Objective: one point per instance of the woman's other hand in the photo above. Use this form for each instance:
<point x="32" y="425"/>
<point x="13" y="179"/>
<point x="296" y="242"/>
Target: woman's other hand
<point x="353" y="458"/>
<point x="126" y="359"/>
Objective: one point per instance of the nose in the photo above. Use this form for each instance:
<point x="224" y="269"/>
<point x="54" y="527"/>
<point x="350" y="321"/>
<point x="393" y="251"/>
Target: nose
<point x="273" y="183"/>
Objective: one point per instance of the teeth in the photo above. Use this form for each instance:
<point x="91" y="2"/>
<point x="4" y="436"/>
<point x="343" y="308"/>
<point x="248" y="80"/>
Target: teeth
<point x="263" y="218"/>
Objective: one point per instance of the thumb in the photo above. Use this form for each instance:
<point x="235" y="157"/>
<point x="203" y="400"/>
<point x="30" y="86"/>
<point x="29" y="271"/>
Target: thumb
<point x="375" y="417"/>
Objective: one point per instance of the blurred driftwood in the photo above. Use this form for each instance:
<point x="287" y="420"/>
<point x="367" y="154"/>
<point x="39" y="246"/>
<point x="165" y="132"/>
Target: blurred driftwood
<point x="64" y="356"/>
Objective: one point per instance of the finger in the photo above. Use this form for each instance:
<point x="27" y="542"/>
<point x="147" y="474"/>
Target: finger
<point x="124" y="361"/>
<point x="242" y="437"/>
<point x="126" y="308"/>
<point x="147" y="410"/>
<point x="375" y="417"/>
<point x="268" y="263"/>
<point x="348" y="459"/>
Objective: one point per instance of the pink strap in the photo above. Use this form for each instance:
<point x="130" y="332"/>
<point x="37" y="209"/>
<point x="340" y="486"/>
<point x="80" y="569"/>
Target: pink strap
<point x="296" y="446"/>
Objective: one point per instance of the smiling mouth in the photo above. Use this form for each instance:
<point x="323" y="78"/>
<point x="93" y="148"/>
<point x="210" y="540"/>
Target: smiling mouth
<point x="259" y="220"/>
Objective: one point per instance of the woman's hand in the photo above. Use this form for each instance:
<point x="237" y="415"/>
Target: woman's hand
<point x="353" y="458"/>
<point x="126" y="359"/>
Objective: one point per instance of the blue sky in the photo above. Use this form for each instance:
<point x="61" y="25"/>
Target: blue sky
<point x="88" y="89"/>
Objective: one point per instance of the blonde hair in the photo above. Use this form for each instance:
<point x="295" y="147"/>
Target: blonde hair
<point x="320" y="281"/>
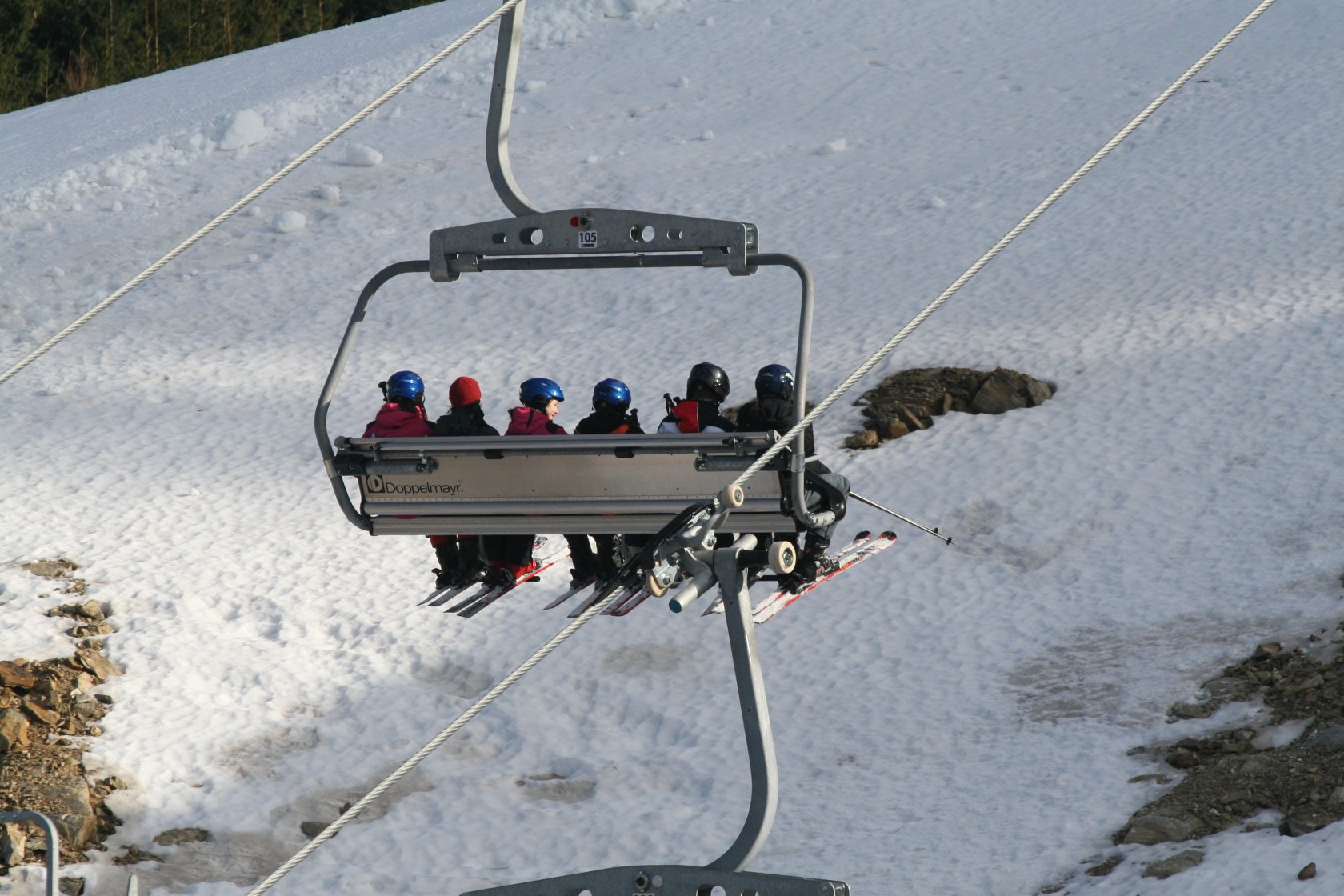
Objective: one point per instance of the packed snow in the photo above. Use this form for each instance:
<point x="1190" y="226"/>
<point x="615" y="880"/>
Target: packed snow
<point x="948" y="719"/>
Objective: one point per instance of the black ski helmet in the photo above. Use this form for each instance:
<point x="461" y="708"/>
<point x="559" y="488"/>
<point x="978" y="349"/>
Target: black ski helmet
<point x="776" y="379"/>
<point x="709" y="381"/>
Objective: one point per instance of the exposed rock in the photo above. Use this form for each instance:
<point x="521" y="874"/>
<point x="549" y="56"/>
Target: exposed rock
<point x="1163" y="826"/>
<point x="42" y="714"/>
<point x="134" y="856"/>
<point x="14" y="731"/>
<point x="1104" y="868"/>
<point x="98" y="666"/>
<point x="1174" y="866"/>
<point x="58" y="569"/>
<point x="41" y="770"/>
<point x="17" y="674"/>
<point x="179" y="836"/>
<point x="863" y="439"/>
<point x="312" y="828"/>
<point x="14" y="842"/>
<point x="1306" y="820"/>
<point x="909" y="401"/>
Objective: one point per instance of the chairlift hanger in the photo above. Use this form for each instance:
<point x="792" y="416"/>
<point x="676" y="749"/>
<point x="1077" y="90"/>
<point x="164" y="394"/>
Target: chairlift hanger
<point x="594" y="239"/>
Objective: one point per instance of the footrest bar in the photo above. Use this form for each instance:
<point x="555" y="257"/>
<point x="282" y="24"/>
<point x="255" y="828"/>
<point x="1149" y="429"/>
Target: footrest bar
<point x="670" y="880"/>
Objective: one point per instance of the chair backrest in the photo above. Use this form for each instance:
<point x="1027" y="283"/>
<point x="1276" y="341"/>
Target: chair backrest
<point x="523" y="484"/>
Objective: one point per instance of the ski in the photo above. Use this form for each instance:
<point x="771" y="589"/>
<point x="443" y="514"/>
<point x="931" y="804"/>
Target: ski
<point x="628" y="603"/>
<point x="597" y="595"/>
<point x="433" y="595"/>
<point x="857" y="543"/>
<point x="569" y="594"/>
<point x="495" y="594"/>
<point x="769" y="607"/>
<point x="538" y="544"/>
<point x="440" y="597"/>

== == ==

* **ABOUT THIS TASK**:
Would you copy all the material exactly, dropping the pictures?

* **OUTPUT OF THE TASK**:
Objective: one point per instance of the woman's other hand in the photo above. Use this form for each instance:
<point x="32" y="425"/>
<point x="13" y="179"/>
<point x="296" y="242"/>
Target: woman's other hand
<point x="353" y="458"/>
<point x="126" y="359"/>
Objective: one point per instance of the nose in the photo above. Use this form for each instance:
<point x="224" y="269"/>
<point x="54" y="527"/>
<point x="350" y="321"/>
<point x="393" y="251"/>
Target: nose
<point x="273" y="183"/>
Objective: one point per instance of the teeth in the photo above. Use this form for each instance:
<point x="91" y="2"/>
<point x="4" y="436"/>
<point x="343" y="308"/>
<point x="248" y="80"/>
Target: teeth
<point x="263" y="218"/>
Objective: one point per instance of the thumb in the photo above. Use this form for each instance:
<point x="235" y="157"/>
<point x="203" y="400"/>
<point x="30" y="86"/>
<point x="29" y="271"/>
Target: thumb
<point x="375" y="417"/>
Objective: one point per instance of the blurred driftwood in the photo above. Use this form for each instance:
<point x="287" y="420"/>
<point x="367" y="154"/>
<point x="39" y="246"/>
<point x="165" y="132"/>
Target: blurred driftwood
<point x="64" y="356"/>
Objective: one point per instance of the finger in the photo above. Use this form for each instance:
<point x="27" y="542"/>
<point x="147" y="474"/>
Target: finger
<point x="124" y="361"/>
<point x="242" y="437"/>
<point x="126" y="308"/>
<point x="147" y="410"/>
<point x="375" y="417"/>
<point x="268" y="263"/>
<point x="348" y="459"/>
Objective: one point per instance of the pink strap in the photo above. Use this form for each instance:
<point x="130" y="332"/>
<point x="37" y="209"/>
<point x="340" y="486"/>
<point x="80" y="569"/>
Target: pink strap
<point x="296" y="446"/>
Objective: one point per instance of the smiling mouth in the photo above. Use this form for each instance:
<point x="323" y="78"/>
<point x="93" y="148"/>
<point x="210" y="540"/>
Target: smiling mouth
<point x="259" y="220"/>
Objective: one point per instance of the woman's hand in the photo above. Use this form for each instance:
<point x="237" y="415"/>
Target: woman's hand
<point x="353" y="458"/>
<point x="126" y="359"/>
Objective: one point per instance of the blue sky in the photo above. Use this form for each instance:
<point x="61" y="25"/>
Target: blue sky
<point x="88" y="89"/>
Objective: one point per instance of the blonde hair in the photo above. Use this form for each instance:
<point x="295" y="147"/>
Target: blonde hair
<point x="320" y="281"/>
Objective: one point per instance of the packed snow in the photo above. Use this form for each instance:
<point x="1190" y="226"/>
<point x="615" y="880"/>
Target: packed snow
<point x="948" y="719"/>
Objective: one point per instance of the black ski helmet in the photo above. Use this form for each instance:
<point x="461" y="708"/>
<point x="559" y="488"/>
<point x="978" y="349"/>
Target: black ski helmet
<point x="776" y="379"/>
<point x="709" y="381"/>
Objective: one point per instance of the exposed rock in the photo above. Use this form for each instance:
<point x="521" y="874"/>
<point x="549" y="56"/>
Target: exposed rock
<point x="1163" y="826"/>
<point x="42" y="714"/>
<point x="134" y="856"/>
<point x="14" y="731"/>
<point x="1104" y="868"/>
<point x="98" y="666"/>
<point x="1174" y="866"/>
<point x="58" y="569"/>
<point x="41" y="770"/>
<point x="17" y="674"/>
<point x="179" y="836"/>
<point x="863" y="439"/>
<point x="312" y="828"/>
<point x="14" y="842"/>
<point x="1306" y="820"/>
<point x="909" y="401"/>
Objective: one point per instance of the chairlift hanger in the photo above. Use this form for each instance:
<point x="792" y="416"/>
<point x="676" y="749"/>
<point x="1077" y="90"/>
<point x="164" y="394"/>
Target: chairlift hanger
<point x="594" y="239"/>
Objective: one point per instance of the footrest bar in the photo above. Use this form for each instance:
<point x="555" y="257"/>
<point x="282" y="24"/>
<point x="255" y="828"/>
<point x="1149" y="429"/>
Target: footrest bar
<point x="670" y="880"/>
Objective: one point per instance of the chair backrest in the photo above. Use this form for each instance:
<point x="1027" y="283"/>
<point x="1276" y="341"/>
Target: chair backrest
<point x="523" y="484"/>
Objective: one point per instance of the ski in the photo above. Use this form for each instance:
<point x="771" y="589"/>
<point x="443" y="514"/>
<point x="931" y="804"/>
Target: ski
<point x="628" y="603"/>
<point x="597" y="595"/>
<point x="433" y="595"/>
<point x="857" y="543"/>
<point x="569" y="594"/>
<point x="495" y="594"/>
<point x="769" y="607"/>
<point x="538" y="544"/>
<point x="440" y="597"/>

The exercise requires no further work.